Please turn the items below into a JSON list of strings, one string per line, with blank lines left out.

====================

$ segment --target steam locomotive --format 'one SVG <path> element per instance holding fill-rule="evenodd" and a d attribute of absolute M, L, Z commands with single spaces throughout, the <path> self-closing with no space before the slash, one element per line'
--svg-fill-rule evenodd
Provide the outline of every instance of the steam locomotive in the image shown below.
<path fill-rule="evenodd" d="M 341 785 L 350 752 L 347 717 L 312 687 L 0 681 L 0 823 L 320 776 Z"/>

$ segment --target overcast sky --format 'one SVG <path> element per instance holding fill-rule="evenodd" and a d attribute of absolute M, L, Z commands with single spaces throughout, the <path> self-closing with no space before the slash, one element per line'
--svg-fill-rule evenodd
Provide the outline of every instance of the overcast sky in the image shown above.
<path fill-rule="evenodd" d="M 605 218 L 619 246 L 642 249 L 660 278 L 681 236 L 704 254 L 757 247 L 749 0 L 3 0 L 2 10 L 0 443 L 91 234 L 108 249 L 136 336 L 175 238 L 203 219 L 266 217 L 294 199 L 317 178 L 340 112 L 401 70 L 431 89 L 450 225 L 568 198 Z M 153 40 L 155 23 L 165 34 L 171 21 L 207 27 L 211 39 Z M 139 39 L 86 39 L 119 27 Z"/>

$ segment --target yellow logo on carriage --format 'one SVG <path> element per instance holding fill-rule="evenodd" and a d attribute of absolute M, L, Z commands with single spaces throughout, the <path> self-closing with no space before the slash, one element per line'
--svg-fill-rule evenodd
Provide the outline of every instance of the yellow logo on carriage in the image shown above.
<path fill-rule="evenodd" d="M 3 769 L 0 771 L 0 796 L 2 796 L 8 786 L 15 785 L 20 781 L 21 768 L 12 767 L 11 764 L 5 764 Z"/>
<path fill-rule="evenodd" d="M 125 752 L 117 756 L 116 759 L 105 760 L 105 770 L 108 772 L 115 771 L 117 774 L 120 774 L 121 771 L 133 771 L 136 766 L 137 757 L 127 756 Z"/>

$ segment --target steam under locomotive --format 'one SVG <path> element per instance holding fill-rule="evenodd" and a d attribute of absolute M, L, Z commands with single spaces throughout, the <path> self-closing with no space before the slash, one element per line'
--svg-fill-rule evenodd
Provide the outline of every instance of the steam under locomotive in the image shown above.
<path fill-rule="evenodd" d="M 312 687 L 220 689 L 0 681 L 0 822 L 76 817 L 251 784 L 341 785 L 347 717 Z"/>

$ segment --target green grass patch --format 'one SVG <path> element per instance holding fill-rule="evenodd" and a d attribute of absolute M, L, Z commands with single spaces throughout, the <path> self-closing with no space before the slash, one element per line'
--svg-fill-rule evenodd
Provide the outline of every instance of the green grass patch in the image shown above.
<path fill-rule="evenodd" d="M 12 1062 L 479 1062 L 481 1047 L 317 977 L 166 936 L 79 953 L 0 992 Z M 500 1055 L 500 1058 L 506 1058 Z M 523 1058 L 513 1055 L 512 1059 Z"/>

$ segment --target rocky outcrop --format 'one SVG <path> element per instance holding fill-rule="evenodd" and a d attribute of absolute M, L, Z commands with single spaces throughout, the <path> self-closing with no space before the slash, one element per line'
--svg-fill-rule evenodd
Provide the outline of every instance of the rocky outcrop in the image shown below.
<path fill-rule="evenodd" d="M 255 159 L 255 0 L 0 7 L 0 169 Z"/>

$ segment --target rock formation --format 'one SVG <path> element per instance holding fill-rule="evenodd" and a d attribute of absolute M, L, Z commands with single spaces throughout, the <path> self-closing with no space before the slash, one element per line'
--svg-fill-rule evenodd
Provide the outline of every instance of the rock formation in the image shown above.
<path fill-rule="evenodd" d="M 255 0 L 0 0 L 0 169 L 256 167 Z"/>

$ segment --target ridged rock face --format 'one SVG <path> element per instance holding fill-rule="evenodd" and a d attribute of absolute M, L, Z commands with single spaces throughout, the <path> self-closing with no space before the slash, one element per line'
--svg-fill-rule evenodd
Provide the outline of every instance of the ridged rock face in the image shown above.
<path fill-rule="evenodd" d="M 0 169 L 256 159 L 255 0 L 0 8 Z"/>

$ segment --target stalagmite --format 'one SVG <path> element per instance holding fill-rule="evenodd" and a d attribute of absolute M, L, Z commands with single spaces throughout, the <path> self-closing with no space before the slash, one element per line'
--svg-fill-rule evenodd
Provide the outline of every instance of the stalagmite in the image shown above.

====================

**Expected answer:**
[
  "$ segment --target steam locomotive --format 'one SVG <path> element per instance holding fill-rule=\"evenodd\" and a d attribute of absolute M, L, Z commands with single spaces throughout, the <path> self-closing with no space before the slash, one element per line'",
  "--svg-fill-rule evenodd",
  "Provide the outline of every instance of the steam locomotive in the image shown below.",
  "<path fill-rule=\"evenodd\" d=\"M 341 785 L 350 752 L 347 717 L 312 687 L 0 681 L 0 823 L 320 776 Z\"/>",
  "$ segment --target overcast sky --format 'one SVG <path> element per instance holding fill-rule=\"evenodd\" and a d attribute of absolute M, L, Z commands with single spaces throughout, the <path> self-closing with no space before the slash, one element per line'",
  "--svg-fill-rule evenodd",
  "Provide the outline of every instance of the overcast sky in the image shown above.",
  "<path fill-rule=\"evenodd\" d=\"M 605 218 L 619 246 L 642 249 L 660 278 L 681 236 L 704 254 L 757 247 L 749 0 L 3 0 L 2 10 L 0 443 L 91 234 L 108 249 L 136 336 L 175 238 L 203 219 L 266 217 L 294 199 L 317 178 L 340 112 L 401 70 L 431 89 L 450 225 L 568 198 Z M 153 40 L 155 23 L 165 34 L 171 21 L 207 27 L 211 39 Z M 139 39 L 86 39 L 119 27 Z\"/>",
  "$ segment --target yellow logo on carriage --format 'one SVG <path> element per instance holding fill-rule=\"evenodd\" and a d attribute of absolute M, L, Z commands with single spaces throughout, the <path> self-closing with no space before the slash, one element per line'",
  "--svg-fill-rule evenodd",
  "Provide the outline of every instance of the yellow logo on carriage in the image shown above.",
  "<path fill-rule=\"evenodd\" d=\"M 3 769 L 0 771 L 0 796 L 2 796 L 8 786 L 15 785 L 20 781 L 21 768 L 12 767 L 11 764 L 5 764 Z\"/>",
  "<path fill-rule=\"evenodd\" d=\"M 125 752 L 117 756 L 116 759 L 105 760 L 105 770 L 108 772 L 115 771 L 117 774 L 120 774 L 121 771 L 133 771 L 136 766 L 137 757 L 127 756 Z\"/>",
  "$ segment --target steam under locomotive --format 'one SVG <path> element per instance holding fill-rule=\"evenodd\" and a d attribute of absolute M, L, Z commands with single spaces throughout, the <path> self-closing with no space before the slash, one element per line'",
  "--svg-fill-rule evenodd",
  "Provide the outline of every instance of the steam under locomotive in the image shown above.",
  "<path fill-rule=\"evenodd\" d=\"M 312 687 L 220 689 L 0 681 L 0 822 L 76 817 L 251 784 L 341 785 L 347 717 Z\"/>",
  "$ segment --target green grass patch --format 'one SVG <path> element per instance holding fill-rule=\"evenodd\" and a d attribute of absolute M, L, Z commands with single spaces throughout, the <path> self-closing with no space before the slash, one element per line'",
  "--svg-fill-rule evenodd",
  "Provide the outline of every instance of the green grass patch in the image shown above.",
  "<path fill-rule=\"evenodd\" d=\"M 12 1062 L 479 1062 L 481 1047 L 317 977 L 166 936 L 79 953 L 0 992 Z M 500 1055 L 500 1058 L 506 1058 Z M 523 1058 L 513 1055 L 512 1059 Z\"/>",
  "$ segment --target rocky outcrop --format 'one SVG <path> element per instance holding fill-rule=\"evenodd\" and a d attribute of absolute M, L, Z commands with single spaces throughout, the <path> self-closing with no space before the slash, one element per line'",
  "--svg-fill-rule evenodd",
  "Provide the outline of every instance of the rocky outcrop in the image shown below.",
  "<path fill-rule=\"evenodd\" d=\"M 255 159 L 255 0 L 0 7 L 0 169 Z\"/>",
  "$ segment --target rock formation --format 'one SVG <path> element per instance holding fill-rule=\"evenodd\" and a d attribute of absolute M, L, Z commands with single spaces throughout, the <path> self-closing with no space before the slash, one element per line'",
  "--svg-fill-rule evenodd",
  "Provide the outline of every instance of the rock formation in the image shown above.",
  "<path fill-rule=\"evenodd\" d=\"M 255 0 L 0 0 L 0 169 L 256 167 Z\"/>",
  "$ segment --target ridged rock face --format 'one SVG <path> element per instance holding fill-rule=\"evenodd\" and a d attribute of absolute M, L, Z commands with single spaces throughout, the <path> self-closing with no space before the slash, one element per line'",
  "--svg-fill-rule evenodd",
  "Provide the outline of every instance of the ridged rock face in the image shown above.",
  "<path fill-rule=\"evenodd\" d=\"M 0 169 L 256 159 L 255 0 L 0 8 Z\"/>",
  "$ segment --target stalagmite --format 'one SVG <path> element per instance holding fill-rule=\"evenodd\" and a d attribute of absolute M, L, Z commands with single spaces throughout, the <path> self-closing with no space before the slash, one element per line'",
  "--svg-fill-rule evenodd",
  "Provide the outline of every instance of the stalagmite in the image shown above."
]